[Referring expression data]
· · · · · · ·

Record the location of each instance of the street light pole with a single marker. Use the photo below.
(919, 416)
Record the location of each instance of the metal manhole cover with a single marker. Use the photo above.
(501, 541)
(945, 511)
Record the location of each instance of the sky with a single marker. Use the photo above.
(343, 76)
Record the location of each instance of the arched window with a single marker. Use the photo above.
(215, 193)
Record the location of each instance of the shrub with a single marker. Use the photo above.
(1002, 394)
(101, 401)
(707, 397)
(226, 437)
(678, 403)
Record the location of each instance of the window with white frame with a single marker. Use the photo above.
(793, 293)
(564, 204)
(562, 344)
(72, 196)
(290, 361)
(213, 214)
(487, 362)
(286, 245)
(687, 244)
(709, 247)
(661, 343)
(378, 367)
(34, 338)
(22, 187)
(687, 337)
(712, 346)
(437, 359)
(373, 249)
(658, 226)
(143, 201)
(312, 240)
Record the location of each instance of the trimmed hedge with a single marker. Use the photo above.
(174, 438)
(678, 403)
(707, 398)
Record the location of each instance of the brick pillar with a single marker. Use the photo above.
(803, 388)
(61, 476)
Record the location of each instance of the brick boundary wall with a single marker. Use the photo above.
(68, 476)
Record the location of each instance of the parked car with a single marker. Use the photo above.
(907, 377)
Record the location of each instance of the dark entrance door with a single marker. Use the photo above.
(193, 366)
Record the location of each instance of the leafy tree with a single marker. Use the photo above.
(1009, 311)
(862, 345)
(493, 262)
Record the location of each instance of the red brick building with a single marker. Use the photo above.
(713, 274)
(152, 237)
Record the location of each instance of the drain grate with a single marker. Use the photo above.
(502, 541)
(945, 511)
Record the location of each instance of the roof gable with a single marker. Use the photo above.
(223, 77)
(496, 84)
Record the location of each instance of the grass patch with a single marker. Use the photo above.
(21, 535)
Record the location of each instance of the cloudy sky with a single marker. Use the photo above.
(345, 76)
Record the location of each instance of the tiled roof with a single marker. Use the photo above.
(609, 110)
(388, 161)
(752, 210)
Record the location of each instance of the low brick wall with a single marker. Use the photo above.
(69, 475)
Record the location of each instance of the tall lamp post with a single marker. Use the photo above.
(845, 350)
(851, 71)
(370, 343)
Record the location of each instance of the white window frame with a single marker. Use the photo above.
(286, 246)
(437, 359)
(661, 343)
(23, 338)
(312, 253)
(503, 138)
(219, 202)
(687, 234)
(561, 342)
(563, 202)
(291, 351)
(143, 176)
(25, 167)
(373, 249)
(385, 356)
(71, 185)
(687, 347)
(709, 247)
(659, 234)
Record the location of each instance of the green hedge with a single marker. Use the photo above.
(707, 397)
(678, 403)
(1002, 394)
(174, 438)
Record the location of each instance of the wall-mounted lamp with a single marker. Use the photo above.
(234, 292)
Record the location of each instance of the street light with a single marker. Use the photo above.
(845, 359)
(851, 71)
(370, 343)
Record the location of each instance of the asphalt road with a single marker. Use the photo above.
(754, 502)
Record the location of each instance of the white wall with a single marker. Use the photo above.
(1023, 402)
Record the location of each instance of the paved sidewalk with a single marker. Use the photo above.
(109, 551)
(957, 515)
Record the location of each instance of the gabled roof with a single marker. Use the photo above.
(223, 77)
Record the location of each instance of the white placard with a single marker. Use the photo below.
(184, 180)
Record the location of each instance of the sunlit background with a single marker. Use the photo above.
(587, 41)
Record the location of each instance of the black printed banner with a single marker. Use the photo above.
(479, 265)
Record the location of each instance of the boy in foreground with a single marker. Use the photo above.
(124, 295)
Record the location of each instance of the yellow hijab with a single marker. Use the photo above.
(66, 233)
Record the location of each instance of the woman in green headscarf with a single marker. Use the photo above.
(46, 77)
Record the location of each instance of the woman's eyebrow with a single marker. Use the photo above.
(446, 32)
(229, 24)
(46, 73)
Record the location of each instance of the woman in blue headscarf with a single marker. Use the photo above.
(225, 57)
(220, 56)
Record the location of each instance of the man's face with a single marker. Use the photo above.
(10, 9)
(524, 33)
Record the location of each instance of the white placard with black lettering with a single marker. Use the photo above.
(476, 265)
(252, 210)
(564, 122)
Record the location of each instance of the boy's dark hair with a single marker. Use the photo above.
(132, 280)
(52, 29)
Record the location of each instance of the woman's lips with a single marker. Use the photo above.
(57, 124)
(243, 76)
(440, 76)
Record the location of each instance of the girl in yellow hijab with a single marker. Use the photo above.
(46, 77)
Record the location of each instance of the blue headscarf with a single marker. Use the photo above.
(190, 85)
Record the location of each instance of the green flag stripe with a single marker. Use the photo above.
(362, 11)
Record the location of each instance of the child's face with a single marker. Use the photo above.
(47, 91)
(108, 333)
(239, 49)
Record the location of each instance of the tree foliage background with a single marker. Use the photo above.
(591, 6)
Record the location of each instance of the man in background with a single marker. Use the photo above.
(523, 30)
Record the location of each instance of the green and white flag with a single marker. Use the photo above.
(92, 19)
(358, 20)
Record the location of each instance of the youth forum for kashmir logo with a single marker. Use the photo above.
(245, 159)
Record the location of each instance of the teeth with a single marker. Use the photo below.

· · · · · · ·

All the records above need to be set down again exactly as they were given.

Record the location of each instance of the street light pole with a single marker. Use the photo below.
(919, 416)
Record the location of each instance of the metal manhole cover with a single marker. Use the photo above.
(501, 541)
(945, 511)
Record the location of each instance of the sky with a single marker. Use the photo above.
(343, 76)
Record the location of each instance of the arched window with a single marker. Use the photo above.
(215, 193)
Record the location of each instance of the shrub with a single marker. Use the photo above.
(1002, 394)
(101, 401)
(707, 397)
(226, 437)
(678, 403)
Record the location of each instance of the window with white frame with a single marker. Use the photo above.
(793, 293)
(564, 204)
(562, 344)
(72, 196)
(290, 361)
(213, 214)
(487, 362)
(286, 245)
(687, 244)
(709, 247)
(661, 343)
(378, 367)
(34, 338)
(22, 187)
(687, 337)
(712, 346)
(437, 359)
(373, 249)
(658, 226)
(143, 201)
(312, 240)
Record the location of each instance of the trimmed hedge with a single marker. Use the photo above.
(174, 438)
(678, 403)
(707, 398)
Record the location of each instance of the brick pillar with a single marker. Use the photo above.
(803, 388)
(61, 476)
Record the location of each instance of the brick boundary wall with a single marker. Use the photo above.
(68, 476)
Record the location of each instance of the parked car with a single marker. Use the photo above.
(907, 377)
Record the location of each instance of the dark entrance door with a single marker. Use the photo above.
(193, 366)
Record the location of each instance of the leafy tree with a single marker. Use the photo above.
(1009, 311)
(862, 345)
(493, 262)
Record the location of each instance of the red brick building with a single marker. Use the photo above.
(713, 274)
(152, 237)
Record the location of each instance of the drain grate with a single marker. Use the photo above.
(502, 541)
(945, 511)
Record the location of each instance of the roof gable with a single marker. Use the photo above.
(223, 77)
(496, 84)
Record the location of each instance of the grass patch with a single marker. Use the photo above.
(21, 535)
Record the location of each instance of the cloudy sky with a single marker. Use the photo above.
(345, 76)
Record the location of each instance of the tiled roof with a single marker. Use the photo above.
(609, 110)
(388, 161)
(752, 210)
Record the location of each instance of the low brick wall with a single marker. Use the photo above.
(69, 475)
Record the location of each instance of the tall lamp post with a single marker. Use the photo above.
(845, 350)
(851, 71)
(370, 343)
Record the location of each instance of the white window frame with a single marker. Use the photo above.
(286, 246)
(437, 359)
(661, 343)
(23, 338)
(312, 253)
(503, 138)
(219, 202)
(687, 234)
(561, 342)
(563, 202)
(291, 351)
(143, 176)
(25, 167)
(373, 249)
(385, 356)
(71, 185)
(687, 347)
(709, 247)
(659, 234)
Record the location of each instance of the green hedge with a single marker. Use the photo above.
(707, 397)
(678, 403)
(1002, 394)
(174, 438)
Record the location of each instance of the wall-mounted lamp with a single marker. Use the photo above.
(234, 292)
Record the location of each instance of the street light with a single marker. Use the photo above.
(845, 359)
(851, 71)
(370, 343)
Record the location of each instance of the asphalt road with a single marker. Use the photo above.
(754, 502)
Record the location of each instance of the white wall with a single marker. Use the photo above.
(1023, 402)
Record the location of each instance of the paved sidewalk with a single marker. Use the photo above.
(109, 551)
(957, 515)
Record the location of each instance of the gabled roof with a single marker. Use the photo above.
(223, 77)
Record the location of each instance of the white placard with a single marker. Use the photo below.
(184, 180)
Record the location of each instance of the sunlit background with a single marker. Use the photo above.
(587, 41)
Record the location of each instance of the black printed banner with a single marker. Use the photo above.
(479, 265)
Record the location of each instance of the boy in foreground with a single marker. Use the photo above.
(124, 295)
Record the location of each instance of the yellow hijab with a single marker. Use the photo above.
(66, 233)
Record the location of each instance of the woman in green headscarf with a single marker. Use the photo above.
(46, 77)
Record the location of each instance of the woman's eyebrow with a single marker. Use the photo above.
(446, 32)
(229, 24)
(46, 73)
Record the location of each instance of the woman in blue headscarf with a single marker. Use the photo above.
(225, 57)
(220, 56)
Record the location of each instance of the man's face with a single marker. Use the photo above.
(10, 9)
(524, 33)
Record the location of each instance of the white placard with black lettering with a single marker. Use the photo above.
(476, 265)
(252, 210)
(564, 122)
Record the location of each instance of the boy's dark hair with a single marker. Use the photo above.
(132, 280)
(52, 29)
Record the location of each instance of the woman's lips with a single marker. Use the photo above.
(57, 124)
(243, 76)
(440, 76)
Record the location of each instance of the girl in yellow hijab with a single marker. Use the photo above.
(46, 77)
Record the location of each instance of the blue headscarf with a single marker. Use the photo above.
(190, 85)
Record the location of each instance of the green flag stripe with a single marker. Use the photo above.
(362, 11)
Record the location of each instance of the child's face with a single marker. Use the photo above.
(47, 91)
(108, 333)
(239, 49)
Record the location of each instance of the tree foliage background with a single marker. Use the photo above.
(591, 6)
Record the location of each instance of the man in background with a single marker. Use the photo above.
(523, 30)
Record the location of each instance of the green and white flag with a single marker. Use the photo above.
(92, 19)
(358, 20)
Record the location of each instance of the youth forum for kashmir logo with a single marker. Use the photo above.
(245, 159)
Record the location of each instance of the teeth with a single marker. Use the photo below.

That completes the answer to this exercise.